▸ **WHAT YOU SHOULD DO**
Put every line from the one containing "Where can the yellow shorts be found here?" through the one containing "[[931, 523], [760, 528]]", both included, into a Markdown table with the columns Row and Line. Number each row and leave out blank lines.
■ ■ ■
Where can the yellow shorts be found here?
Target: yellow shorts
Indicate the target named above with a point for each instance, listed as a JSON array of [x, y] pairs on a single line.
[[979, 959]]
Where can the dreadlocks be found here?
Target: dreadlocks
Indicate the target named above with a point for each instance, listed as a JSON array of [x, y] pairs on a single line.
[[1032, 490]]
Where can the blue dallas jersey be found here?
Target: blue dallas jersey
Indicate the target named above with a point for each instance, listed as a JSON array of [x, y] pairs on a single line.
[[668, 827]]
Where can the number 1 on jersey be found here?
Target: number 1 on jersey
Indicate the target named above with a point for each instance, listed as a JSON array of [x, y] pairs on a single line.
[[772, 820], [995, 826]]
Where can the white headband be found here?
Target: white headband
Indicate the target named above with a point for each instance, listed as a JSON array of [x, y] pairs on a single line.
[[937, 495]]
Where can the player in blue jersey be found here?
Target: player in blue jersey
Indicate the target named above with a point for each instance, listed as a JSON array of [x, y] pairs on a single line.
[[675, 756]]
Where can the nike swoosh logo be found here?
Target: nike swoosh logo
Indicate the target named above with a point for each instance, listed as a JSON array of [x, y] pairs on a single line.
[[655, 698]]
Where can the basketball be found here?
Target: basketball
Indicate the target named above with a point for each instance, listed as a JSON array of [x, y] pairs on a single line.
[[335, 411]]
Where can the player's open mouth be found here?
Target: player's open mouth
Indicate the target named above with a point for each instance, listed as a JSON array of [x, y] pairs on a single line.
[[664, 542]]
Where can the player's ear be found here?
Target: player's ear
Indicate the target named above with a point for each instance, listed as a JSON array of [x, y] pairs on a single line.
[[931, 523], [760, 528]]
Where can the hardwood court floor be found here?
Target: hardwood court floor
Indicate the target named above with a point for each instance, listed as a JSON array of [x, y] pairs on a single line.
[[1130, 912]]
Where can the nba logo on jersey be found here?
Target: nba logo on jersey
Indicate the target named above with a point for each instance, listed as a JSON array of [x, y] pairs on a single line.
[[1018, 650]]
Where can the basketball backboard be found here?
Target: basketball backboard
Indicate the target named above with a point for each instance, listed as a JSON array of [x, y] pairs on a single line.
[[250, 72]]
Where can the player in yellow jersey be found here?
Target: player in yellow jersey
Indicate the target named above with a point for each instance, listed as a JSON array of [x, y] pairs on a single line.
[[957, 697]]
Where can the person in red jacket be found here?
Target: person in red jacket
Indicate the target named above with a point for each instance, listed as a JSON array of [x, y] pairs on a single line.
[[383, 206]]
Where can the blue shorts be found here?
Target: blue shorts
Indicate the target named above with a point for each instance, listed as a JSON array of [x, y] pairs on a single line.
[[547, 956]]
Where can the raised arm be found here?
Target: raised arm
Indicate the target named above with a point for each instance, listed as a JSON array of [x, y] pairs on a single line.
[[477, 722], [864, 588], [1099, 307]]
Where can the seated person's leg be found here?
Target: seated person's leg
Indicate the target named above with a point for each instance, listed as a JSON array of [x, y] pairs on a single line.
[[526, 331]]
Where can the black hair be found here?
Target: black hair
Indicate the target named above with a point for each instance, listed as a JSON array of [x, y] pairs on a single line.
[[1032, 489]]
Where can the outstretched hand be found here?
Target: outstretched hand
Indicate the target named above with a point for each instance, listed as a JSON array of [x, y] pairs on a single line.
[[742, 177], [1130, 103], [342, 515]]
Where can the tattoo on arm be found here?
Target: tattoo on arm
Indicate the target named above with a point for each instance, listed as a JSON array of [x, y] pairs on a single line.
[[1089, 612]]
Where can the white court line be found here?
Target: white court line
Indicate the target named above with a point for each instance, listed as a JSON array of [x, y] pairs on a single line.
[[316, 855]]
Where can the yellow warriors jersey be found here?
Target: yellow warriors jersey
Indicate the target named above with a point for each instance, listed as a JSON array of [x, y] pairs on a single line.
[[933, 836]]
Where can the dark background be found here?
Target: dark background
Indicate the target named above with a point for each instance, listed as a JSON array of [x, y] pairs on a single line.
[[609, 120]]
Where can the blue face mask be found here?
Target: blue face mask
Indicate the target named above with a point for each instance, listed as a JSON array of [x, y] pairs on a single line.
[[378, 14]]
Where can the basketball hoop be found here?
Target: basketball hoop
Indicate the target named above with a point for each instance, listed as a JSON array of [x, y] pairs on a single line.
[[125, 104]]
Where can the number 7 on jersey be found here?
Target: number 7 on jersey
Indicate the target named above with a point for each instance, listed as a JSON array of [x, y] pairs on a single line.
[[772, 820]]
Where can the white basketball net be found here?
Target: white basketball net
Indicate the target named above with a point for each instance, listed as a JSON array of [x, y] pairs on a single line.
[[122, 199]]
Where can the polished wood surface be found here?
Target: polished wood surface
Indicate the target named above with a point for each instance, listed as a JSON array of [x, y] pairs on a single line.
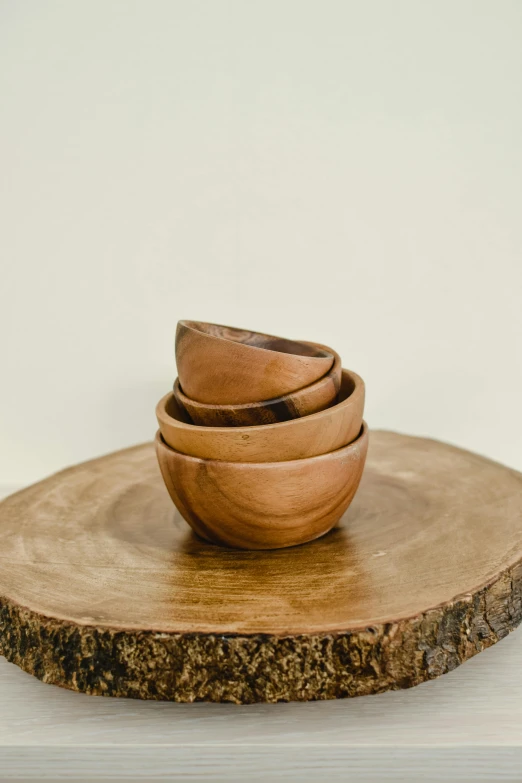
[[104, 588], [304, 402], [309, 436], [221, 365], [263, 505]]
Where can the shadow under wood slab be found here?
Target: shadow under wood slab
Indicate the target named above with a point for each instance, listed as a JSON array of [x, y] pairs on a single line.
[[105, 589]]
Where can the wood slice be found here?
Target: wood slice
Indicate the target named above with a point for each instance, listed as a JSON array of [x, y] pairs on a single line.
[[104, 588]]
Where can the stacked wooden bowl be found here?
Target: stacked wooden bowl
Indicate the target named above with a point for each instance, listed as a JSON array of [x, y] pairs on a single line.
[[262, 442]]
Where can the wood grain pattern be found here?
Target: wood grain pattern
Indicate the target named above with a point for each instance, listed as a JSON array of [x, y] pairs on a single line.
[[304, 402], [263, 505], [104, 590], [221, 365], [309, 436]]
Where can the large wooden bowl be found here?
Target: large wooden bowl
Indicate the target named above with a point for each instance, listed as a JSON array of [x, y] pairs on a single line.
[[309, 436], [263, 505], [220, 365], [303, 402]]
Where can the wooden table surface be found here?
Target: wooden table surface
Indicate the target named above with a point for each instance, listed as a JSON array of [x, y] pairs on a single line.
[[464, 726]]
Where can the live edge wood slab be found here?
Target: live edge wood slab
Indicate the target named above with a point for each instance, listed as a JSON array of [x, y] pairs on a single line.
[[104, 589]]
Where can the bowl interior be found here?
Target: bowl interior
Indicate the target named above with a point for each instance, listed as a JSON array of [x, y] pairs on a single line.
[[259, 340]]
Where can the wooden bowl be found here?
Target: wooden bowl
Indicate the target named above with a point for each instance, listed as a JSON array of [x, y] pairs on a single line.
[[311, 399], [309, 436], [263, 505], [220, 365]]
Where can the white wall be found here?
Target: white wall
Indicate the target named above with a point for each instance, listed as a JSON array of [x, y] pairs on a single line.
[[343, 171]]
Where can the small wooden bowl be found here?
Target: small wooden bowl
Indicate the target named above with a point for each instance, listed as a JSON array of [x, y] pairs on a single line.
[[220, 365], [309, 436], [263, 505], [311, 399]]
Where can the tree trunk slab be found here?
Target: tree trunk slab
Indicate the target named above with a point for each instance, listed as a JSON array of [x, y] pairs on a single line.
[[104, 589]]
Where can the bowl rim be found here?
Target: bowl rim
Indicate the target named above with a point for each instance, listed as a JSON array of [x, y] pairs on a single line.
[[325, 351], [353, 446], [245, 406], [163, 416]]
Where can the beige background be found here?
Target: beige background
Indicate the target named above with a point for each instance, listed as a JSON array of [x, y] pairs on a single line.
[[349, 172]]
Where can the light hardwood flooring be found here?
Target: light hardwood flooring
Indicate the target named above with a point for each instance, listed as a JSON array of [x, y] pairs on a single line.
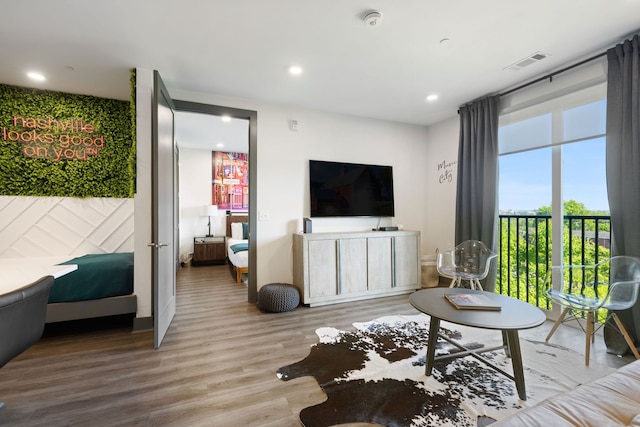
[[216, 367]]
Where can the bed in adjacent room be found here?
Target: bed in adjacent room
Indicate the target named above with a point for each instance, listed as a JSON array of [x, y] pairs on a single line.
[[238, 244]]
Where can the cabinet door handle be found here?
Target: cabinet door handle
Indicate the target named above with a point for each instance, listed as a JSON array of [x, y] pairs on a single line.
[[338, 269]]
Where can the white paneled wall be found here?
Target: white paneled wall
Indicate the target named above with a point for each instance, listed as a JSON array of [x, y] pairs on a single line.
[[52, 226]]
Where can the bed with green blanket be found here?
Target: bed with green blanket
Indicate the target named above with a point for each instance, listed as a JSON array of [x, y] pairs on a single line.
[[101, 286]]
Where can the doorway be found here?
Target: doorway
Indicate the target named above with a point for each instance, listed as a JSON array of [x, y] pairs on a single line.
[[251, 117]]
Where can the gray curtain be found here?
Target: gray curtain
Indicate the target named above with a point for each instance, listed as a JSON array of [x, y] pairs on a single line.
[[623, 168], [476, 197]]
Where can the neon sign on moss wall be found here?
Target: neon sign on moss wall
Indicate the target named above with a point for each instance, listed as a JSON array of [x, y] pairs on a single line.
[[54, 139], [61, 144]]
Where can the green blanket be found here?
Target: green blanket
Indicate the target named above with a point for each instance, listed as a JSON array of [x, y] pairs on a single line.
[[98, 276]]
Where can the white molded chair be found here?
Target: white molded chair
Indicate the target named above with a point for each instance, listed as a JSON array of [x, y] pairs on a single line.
■ ■ ■
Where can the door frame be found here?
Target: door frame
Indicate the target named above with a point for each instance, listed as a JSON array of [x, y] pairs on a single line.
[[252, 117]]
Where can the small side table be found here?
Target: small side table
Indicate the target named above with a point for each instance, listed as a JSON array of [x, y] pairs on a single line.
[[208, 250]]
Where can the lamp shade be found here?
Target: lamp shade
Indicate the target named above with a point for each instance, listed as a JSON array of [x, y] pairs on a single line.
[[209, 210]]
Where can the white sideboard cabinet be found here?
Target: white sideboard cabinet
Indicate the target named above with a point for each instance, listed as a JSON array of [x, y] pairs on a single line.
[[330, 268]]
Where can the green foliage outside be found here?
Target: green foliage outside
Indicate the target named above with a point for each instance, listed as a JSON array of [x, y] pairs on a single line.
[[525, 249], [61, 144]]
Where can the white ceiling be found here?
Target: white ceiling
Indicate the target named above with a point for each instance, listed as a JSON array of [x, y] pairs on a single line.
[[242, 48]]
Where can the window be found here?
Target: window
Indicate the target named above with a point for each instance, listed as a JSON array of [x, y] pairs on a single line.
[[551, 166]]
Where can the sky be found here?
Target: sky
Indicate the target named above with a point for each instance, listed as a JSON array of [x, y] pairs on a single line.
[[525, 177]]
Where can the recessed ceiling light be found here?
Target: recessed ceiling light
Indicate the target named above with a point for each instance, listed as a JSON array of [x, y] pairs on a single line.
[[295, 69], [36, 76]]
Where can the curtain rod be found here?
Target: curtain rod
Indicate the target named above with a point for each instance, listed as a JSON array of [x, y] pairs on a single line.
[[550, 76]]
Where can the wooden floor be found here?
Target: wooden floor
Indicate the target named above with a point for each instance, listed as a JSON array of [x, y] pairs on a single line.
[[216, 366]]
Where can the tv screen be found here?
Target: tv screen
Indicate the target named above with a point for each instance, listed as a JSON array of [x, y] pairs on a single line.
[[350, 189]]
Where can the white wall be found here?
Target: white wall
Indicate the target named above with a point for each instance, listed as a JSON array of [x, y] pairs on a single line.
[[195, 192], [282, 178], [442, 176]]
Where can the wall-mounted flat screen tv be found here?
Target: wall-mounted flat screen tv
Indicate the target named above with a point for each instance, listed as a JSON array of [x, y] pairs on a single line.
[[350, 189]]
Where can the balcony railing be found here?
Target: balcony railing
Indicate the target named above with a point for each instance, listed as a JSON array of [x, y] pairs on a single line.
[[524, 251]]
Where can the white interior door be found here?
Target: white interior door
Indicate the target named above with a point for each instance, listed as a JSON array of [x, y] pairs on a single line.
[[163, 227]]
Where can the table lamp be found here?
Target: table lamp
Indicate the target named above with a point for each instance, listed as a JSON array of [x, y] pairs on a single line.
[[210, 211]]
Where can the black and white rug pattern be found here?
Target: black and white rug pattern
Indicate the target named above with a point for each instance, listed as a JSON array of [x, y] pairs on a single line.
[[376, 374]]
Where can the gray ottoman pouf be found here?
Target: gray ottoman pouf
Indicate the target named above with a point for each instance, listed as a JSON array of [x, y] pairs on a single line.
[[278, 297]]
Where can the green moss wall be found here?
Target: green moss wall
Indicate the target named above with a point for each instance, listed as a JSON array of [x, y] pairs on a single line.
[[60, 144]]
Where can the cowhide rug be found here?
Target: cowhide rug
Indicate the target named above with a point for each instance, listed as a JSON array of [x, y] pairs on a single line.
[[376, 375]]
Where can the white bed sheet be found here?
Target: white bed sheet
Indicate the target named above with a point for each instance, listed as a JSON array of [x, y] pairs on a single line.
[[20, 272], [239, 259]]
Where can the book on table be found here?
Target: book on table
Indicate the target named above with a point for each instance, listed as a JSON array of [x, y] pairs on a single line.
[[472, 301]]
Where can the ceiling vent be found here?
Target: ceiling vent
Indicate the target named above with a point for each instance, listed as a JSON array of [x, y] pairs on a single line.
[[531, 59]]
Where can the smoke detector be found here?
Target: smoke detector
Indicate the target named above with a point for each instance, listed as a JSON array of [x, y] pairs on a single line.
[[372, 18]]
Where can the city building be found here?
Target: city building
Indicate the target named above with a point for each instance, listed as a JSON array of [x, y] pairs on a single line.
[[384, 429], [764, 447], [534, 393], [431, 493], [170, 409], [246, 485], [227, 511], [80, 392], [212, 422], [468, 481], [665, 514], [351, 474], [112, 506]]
■ ■ ■
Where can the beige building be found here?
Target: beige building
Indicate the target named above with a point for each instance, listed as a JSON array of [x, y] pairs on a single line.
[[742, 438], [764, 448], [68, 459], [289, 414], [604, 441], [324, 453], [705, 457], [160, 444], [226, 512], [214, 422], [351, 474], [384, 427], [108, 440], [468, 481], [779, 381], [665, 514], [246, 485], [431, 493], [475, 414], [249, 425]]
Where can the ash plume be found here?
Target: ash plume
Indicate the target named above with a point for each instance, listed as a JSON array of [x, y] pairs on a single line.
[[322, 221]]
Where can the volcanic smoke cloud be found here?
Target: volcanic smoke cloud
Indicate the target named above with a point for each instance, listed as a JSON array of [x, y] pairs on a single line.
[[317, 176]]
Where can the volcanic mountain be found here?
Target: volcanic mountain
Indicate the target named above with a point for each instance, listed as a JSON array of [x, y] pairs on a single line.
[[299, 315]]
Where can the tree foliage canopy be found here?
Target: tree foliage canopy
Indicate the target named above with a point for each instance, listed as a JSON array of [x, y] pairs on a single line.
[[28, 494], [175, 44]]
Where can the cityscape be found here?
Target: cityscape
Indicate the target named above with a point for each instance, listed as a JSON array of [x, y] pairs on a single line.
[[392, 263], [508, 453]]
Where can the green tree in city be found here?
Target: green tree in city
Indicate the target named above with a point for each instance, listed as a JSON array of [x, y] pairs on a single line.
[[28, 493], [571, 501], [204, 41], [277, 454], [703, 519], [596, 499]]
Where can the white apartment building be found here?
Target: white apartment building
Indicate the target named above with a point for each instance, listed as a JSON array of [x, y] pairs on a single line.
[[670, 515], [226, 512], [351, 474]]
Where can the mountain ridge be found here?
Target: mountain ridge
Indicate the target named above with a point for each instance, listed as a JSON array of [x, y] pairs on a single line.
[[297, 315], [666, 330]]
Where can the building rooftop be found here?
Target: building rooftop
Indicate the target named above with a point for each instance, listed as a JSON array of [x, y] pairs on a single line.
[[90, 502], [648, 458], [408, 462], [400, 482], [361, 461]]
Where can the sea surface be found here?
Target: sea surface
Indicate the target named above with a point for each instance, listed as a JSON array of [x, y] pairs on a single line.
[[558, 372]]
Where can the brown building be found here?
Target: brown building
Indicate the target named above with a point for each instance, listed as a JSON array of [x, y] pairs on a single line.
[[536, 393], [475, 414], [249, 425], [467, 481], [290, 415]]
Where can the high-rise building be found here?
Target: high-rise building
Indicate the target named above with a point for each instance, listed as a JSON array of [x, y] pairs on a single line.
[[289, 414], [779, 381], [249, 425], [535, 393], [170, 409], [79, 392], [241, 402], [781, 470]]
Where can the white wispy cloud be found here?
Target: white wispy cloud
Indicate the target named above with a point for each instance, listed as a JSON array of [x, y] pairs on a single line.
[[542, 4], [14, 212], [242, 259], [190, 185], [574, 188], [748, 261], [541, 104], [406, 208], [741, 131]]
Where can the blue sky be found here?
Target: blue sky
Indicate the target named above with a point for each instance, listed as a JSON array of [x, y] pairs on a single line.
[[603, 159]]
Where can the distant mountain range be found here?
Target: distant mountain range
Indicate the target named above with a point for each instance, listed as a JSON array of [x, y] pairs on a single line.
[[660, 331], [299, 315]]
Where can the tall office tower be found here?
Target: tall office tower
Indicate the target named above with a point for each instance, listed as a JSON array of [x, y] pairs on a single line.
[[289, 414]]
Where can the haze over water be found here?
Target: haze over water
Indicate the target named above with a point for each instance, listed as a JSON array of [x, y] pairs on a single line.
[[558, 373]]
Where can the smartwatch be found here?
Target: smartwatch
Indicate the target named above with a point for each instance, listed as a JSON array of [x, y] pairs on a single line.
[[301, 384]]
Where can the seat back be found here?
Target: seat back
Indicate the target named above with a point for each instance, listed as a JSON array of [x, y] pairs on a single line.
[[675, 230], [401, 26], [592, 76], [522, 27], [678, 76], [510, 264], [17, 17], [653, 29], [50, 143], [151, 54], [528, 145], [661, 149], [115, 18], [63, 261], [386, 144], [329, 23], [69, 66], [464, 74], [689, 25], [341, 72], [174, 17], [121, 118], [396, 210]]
■ ■ ■
▸ **RESULT**
| Row | Line |
|---|---|
| 1 | Where can the yellow shorts be found here? |
| 2 | Target: yellow shorts |
| 3 | Indicate the target named above with a point for each instance, listed as a JSON array of [x, y] pairs on a single line. |
| 4 | [[979, 959]] |
| 5 | Where can the dreadlocks be found here? |
| 6 | Target: dreadlocks |
| 7 | Indicate the target named above with a point for each instance, listed as a JSON array of [x, y] pairs on a single line. |
| 8 | [[1032, 490]] |
| 9 | Where can the blue dallas jersey be found here? |
| 10 | Target: blue dallas jersey |
| 11 | Indicate the target named above with a point for each instance, listed as a JSON array of [x, y] pairs on a single line. |
| 12 | [[668, 827]] |
| 13 | Where can the number 1 on jersey be found here? |
| 14 | Target: number 1 on jersey |
| 15 | Indicate the target named above with a point for each instance, listed as a JSON array of [x, y] pairs on a single line. |
| 16 | [[772, 820], [995, 826]] |
| 17 | Where can the white headband be found here? |
| 18 | Target: white headband |
| 19 | Indicate the target named above with a point for each instance, listed as a JSON array of [x, y] pairs on a single line. |
| 20 | [[937, 495]] |
| 21 | Where can the player in blue jersey be found here? |
| 22 | Target: player in blue jersey |
| 23 | Indicate the target named above with a point for each instance, listed as a JSON array of [x, y] pairs on a single line. |
| 24 | [[675, 756]] |
| 25 | Where can the nike swoosh logo be found here? |
| 26 | Target: nike swoosh logo |
| 27 | Indicate the target named above with a point for each instance, listed as a JSON array of [x, y] pairs on a single line. |
| 28 | [[655, 698]] |
| 29 | Where can the basketball be found here? |
| 30 | Target: basketball |
| 31 | Indicate the target named above with a point for each instance, listed as a JSON array of [x, y] pairs on a single line. |
| 32 | [[335, 411]] |
| 33 | Where can the player's open mouth be found here? |
| 34 | Target: player's open mouth |
| 35 | Indicate the target named above with a point for each instance, listed as a JSON array of [x, y] pairs on a single line. |
| 36 | [[664, 542]] |
| 37 | Where can the player's ear be found here? |
| 38 | Target: player's ear |
| 39 | Indicate the target named above with a point for each instance, listed as a JSON array of [x, y] pairs on a single line. |
| 40 | [[931, 523], [760, 528]] |